**EXERCISE INSTRUCTIONS:**
State how many lines in the data below contain the word "white". Give only the number.

**TASK DATA:**

==================================================

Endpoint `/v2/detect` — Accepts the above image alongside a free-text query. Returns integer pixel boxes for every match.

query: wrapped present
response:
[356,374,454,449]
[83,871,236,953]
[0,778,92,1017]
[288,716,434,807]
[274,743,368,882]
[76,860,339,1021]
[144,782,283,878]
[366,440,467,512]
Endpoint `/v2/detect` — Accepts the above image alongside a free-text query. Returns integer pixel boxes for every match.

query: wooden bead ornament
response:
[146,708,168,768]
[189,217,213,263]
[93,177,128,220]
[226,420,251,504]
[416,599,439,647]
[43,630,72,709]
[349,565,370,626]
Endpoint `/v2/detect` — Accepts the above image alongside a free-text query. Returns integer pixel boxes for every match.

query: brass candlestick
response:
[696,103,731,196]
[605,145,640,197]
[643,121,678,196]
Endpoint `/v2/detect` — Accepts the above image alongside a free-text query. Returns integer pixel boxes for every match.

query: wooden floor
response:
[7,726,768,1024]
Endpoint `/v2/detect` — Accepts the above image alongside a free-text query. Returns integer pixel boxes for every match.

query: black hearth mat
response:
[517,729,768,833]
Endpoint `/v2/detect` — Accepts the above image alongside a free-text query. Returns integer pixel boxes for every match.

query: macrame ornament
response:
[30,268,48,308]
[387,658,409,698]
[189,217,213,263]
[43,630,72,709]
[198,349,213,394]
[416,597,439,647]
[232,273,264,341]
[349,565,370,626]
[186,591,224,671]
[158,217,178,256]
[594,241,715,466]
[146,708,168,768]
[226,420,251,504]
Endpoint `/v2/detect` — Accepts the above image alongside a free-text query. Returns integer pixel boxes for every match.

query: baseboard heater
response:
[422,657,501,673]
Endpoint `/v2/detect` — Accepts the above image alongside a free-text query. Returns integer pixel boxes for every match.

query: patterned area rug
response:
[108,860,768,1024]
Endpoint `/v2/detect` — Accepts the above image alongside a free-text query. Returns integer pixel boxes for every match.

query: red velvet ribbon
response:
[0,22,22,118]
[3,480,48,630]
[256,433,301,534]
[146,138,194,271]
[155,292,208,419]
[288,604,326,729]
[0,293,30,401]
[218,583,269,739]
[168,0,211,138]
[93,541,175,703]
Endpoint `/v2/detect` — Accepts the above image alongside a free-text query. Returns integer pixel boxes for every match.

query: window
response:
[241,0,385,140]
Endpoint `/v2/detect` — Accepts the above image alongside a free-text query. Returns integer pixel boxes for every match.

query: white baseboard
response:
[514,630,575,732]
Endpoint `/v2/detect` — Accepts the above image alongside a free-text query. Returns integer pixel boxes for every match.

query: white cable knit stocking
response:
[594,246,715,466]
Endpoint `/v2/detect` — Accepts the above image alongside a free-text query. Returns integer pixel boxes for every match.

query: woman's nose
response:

==================================================

**WORKED SOLUTION:**
2